§ **YOUR ASSIGNMENT**
Render the lines below as a numbered list, omitting any that are blank.

§ **RECORDS SHOWN**
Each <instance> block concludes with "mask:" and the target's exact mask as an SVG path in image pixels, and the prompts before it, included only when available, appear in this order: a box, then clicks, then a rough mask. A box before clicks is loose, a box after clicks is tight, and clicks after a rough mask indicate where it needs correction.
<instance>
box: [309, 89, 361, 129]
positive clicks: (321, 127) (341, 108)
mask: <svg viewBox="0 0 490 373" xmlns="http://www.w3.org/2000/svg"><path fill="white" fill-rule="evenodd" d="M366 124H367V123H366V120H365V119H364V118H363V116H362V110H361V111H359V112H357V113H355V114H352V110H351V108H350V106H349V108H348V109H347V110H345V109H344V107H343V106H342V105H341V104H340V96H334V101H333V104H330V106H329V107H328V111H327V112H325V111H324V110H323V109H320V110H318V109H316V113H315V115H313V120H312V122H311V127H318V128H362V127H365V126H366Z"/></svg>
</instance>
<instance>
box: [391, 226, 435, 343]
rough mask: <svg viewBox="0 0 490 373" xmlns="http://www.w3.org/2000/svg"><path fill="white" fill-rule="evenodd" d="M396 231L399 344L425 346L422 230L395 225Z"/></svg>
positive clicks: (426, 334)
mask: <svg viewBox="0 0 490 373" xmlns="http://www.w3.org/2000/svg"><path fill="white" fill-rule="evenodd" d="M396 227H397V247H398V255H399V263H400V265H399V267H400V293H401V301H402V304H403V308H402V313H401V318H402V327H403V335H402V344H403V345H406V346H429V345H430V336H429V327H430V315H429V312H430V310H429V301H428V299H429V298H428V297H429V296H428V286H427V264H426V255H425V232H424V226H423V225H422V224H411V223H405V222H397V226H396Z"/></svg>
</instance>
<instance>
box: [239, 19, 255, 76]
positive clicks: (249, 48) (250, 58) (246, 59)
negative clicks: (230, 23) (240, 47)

§ **SOLVED EXERCISE**
1. Each <instance> block concludes with "mask:" and the target's exact mask as an SVG path in image pixels, and the prompts before it, included only when available, appear in this order: a box, then clicks, then a rough mask. A box before clicks is loose, a box after clicks is tight, and clicks after a rough mask indicate where it needs correction.
2. <instance>
3. box: [309, 89, 361, 129]
4. positive clicks: (321, 127) (341, 108)
5. mask: <svg viewBox="0 0 490 373" xmlns="http://www.w3.org/2000/svg"><path fill="white" fill-rule="evenodd" d="M366 124H367V123H366V120H365V119H364V118H363V116H362V110H361V111H359V112H357V113H355V114H352V110H351V108H350V106H349V108H348V109H347V110H345V109H344V107H343V106H342V105H341V104H340V96H334V101H333V104H330V106H329V107H328V111H327V112H325V111H324V110H323V109H320V110H318V109H316V113H315V115H313V120H312V122H311V127H318V128H362V127H365V126H366Z"/></svg>
6. </instance>
7. <instance>
8. box: [391, 226, 435, 343]
9. rough mask: <svg viewBox="0 0 490 373" xmlns="http://www.w3.org/2000/svg"><path fill="white" fill-rule="evenodd" d="M396 231L399 344L425 346L422 230L395 225Z"/></svg>
10. positive clicks: (426, 334)
11. mask: <svg viewBox="0 0 490 373" xmlns="http://www.w3.org/2000/svg"><path fill="white" fill-rule="evenodd" d="M396 227H397V247H398V255H399V263H400V265H399V267H400V293H401V301H402V304H403V308H402V313H401V318H402V327H403V335H402V344H403V345H406V346H429V345H430V336H429V327H430V315H429V312H430V310H429V301H428V299H429V298H428V297H429V296H428V286H427V264H426V255H425V232H424V226H423V225H422V224H411V223H405V222H397V226H396Z"/></svg>
12. </instance>
13. <instance>
14. box: [239, 19, 255, 76]
15. positive clicks: (249, 48) (250, 58) (246, 59)
16. negative clicks: (230, 23) (240, 47)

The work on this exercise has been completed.